Saved entries

┌────────

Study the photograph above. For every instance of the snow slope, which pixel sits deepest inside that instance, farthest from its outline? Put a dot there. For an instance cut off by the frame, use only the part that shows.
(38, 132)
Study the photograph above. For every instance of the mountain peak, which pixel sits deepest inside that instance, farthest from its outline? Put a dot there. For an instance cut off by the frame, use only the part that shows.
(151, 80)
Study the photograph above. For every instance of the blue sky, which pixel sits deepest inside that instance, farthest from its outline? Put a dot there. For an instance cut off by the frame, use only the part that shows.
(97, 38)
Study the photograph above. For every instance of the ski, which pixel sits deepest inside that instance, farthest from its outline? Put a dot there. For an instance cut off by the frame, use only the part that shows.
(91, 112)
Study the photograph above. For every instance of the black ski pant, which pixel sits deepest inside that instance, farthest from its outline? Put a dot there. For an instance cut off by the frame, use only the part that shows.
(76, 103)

└────────
┌────────

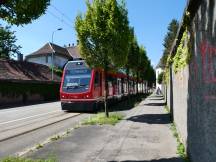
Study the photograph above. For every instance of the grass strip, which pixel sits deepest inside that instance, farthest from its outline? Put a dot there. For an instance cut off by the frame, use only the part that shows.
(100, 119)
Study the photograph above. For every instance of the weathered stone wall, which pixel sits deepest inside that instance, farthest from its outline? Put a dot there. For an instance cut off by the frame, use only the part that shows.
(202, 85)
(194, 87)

└────────
┌────────

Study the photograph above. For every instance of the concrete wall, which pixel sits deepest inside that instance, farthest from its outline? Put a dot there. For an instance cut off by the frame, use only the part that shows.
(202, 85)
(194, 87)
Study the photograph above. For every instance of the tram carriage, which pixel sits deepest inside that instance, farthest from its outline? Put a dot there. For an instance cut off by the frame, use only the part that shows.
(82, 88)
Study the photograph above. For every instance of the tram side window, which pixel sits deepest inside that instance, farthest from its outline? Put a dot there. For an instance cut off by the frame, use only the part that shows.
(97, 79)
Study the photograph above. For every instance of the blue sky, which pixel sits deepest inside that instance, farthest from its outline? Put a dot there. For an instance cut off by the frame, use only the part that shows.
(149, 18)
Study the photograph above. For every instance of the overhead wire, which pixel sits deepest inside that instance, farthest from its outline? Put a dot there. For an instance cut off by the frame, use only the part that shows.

└────────

Can you repeat, word for word, every line above from the one containing "Study the photograph above. For every instance of the tram side" down to the one containing "Study the photograph above. For every instance of the overhead", including both?

Result:
Study the photograph above. For every instance of the tram side window, which pixel sits deepest inside that instance, farthest from its outline? Put a dot there. For an instance cut off by the frame, use only the part that shows.
(97, 79)
Study the photograph above. For every instance of the blue sky, which pixel sits deepest inside that instance, farthest from its outline? Put a dot there. For an instance cut off by the frame, use only the part that shows.
(149, 18)
Study the photograph above. For every instance of the overhead wire, which pixel sits deepest inside that instance, farthest from its outline? Put a dot there. For an instance cut off by the frame, use only the part that shows.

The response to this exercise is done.